Stated goal:
Turn the lines below into a JSON list of strings, one string per line and with blank lines omitted. Include only the part that opens with the line containing "Where can the finger" and runs through the end of the items.
= = = = = = =
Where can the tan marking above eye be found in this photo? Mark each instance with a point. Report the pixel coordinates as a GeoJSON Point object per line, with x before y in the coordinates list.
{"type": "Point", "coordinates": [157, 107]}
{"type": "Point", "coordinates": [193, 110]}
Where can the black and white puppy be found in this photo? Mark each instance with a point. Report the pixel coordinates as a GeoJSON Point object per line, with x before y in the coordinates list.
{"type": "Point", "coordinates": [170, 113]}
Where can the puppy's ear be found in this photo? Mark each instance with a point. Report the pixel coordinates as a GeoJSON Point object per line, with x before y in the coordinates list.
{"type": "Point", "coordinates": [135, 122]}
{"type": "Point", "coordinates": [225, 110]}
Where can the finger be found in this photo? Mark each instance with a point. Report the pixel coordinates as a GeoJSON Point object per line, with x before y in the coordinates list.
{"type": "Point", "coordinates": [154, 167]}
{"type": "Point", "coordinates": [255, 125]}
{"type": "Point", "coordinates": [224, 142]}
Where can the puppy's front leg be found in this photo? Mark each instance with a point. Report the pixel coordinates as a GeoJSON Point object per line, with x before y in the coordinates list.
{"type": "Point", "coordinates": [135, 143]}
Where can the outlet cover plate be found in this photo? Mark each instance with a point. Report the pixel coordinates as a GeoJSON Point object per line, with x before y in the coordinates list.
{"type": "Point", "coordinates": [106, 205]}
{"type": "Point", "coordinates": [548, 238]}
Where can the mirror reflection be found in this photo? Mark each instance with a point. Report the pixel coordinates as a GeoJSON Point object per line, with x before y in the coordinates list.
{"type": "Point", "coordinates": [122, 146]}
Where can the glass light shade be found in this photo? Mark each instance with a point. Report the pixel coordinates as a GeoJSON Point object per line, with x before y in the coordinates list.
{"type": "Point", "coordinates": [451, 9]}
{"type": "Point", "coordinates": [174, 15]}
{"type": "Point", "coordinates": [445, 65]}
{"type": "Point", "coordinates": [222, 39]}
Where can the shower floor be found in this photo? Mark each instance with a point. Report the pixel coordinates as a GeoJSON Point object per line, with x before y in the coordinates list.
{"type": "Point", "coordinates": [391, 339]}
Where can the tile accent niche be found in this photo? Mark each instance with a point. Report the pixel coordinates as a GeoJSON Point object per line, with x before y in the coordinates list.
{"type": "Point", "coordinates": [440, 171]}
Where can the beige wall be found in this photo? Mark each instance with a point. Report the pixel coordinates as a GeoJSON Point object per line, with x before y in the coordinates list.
= = = = = = =
Worked solution:
[
  "Where can the finger be found in this photo? Mark each instance with a point. Report the pixel coordinates as a GeoJSON Point object per line, with x before y in the coordinates list.",
  "{\"type\": \"Point\", \"coordinates\": [154, 167]}",
  "{\"type\": \"Point\", \"coordinates\": [255, 125]}",
  "{\"type\": \"Point\", \"coordinates\": [224, 142]}",
  "Where can the puppy's front leg be found in this photo? Mark each instance with a point. Report the pixel coordinates as a GeoJSON Point object per line, with x before y in the coordinates list.",
  "{\"type\": \"Point\", \"coordinates\": [135, 143]}",
  "Where can the outlet cover plate be found in this photo? Mark each instance with a point. Report the pixel coordinates as a GeoJSON Point object per line, with x before y in the coordinates list.",
  "{\"type\": \"Point\", \"coordinates\": [106, 205]}",
  "{\"type\": \"Point\", \"coordinates\": [548, 238]}",
  "Where can the mirror reflection be found in this photo? Mark each instance with a point. Report the pixel coordinates as a GeoJSON Point object per line, with x before y in the coordinates list.",
  "{\"type\": \"Point\", \"coordinates\": [122, 146]}",
  "Where can the glass light shade be found in this photo? Mark each instance with a point. Report the pixel coordinates as a GeoJSON Point object per line, with x before y in the coordinates list.",
  "{\"type\": \"Point\", \"coordinates\": [451, 9]}",
  "{\"type\": \"Point\", \"coordinates\": [174, 15]}",
  "{\"type\": \"Point\", \"coordinates\": [445, 65]}",
  "{\"type\": \"Point\", \"coordinates\": [222, 39]}",
  "Where can the shower floor be found in this photo? Mark each instance with a point. Report the pixel coordinates as a GeoJSON Point object per line, with x before y in the coordinates list.",
  "{\"type\": \"Point\", \"coordinates\": [391, 339]}",
  "Where can the tile accent niche be found in this photo? Mark each instance with a point. Report the pixel coordinates as a GeoJSON Point object per line, with x before y in the coordinates list.",
  "{\"type\": \"Point\", \"coordinates\": [440, 171]}",
  "Where can the beige wall be found in this photo? Mark each instance with a point. Report the pixel coordinates as a GeoJSON Point object per line, with x before y in the coordinates list."
]